### WHAT TO DO
Please edit everything from the line containing "Outline each clump of moss." down through the end of the data, changing "Outline" to "Draw a box around" and keeping all else the same. Return only those lines.

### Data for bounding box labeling
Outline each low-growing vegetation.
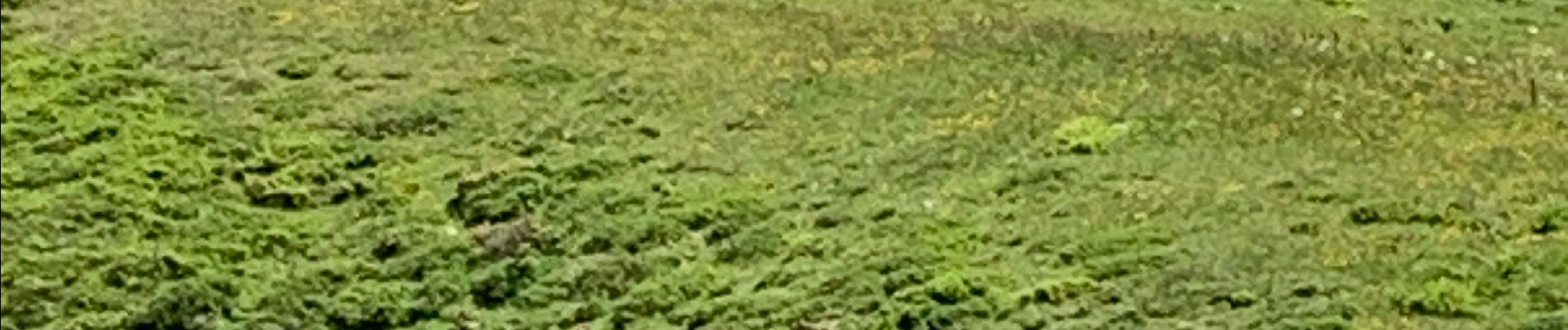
[0,0,1568,330]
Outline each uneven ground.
[0,0,1568,330]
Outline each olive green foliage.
[0,0,1568,330]
[1056,116,1131,152]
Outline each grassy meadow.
[0,0,1568,330]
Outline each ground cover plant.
[0,0,1568,330]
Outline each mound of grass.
[0,0,1568,330]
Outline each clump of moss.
[1056,116,1132,153]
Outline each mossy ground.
[0,0,1568,330]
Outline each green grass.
[0,0,1568,330]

### EXERCISE ANSWER
Draw a box around each clump of moss.
[1056,116,1132,153]
Draw a box around each mossy ground.
[0,0,1568,330]
Draw a box around each green grass.
[0,0,1568,330]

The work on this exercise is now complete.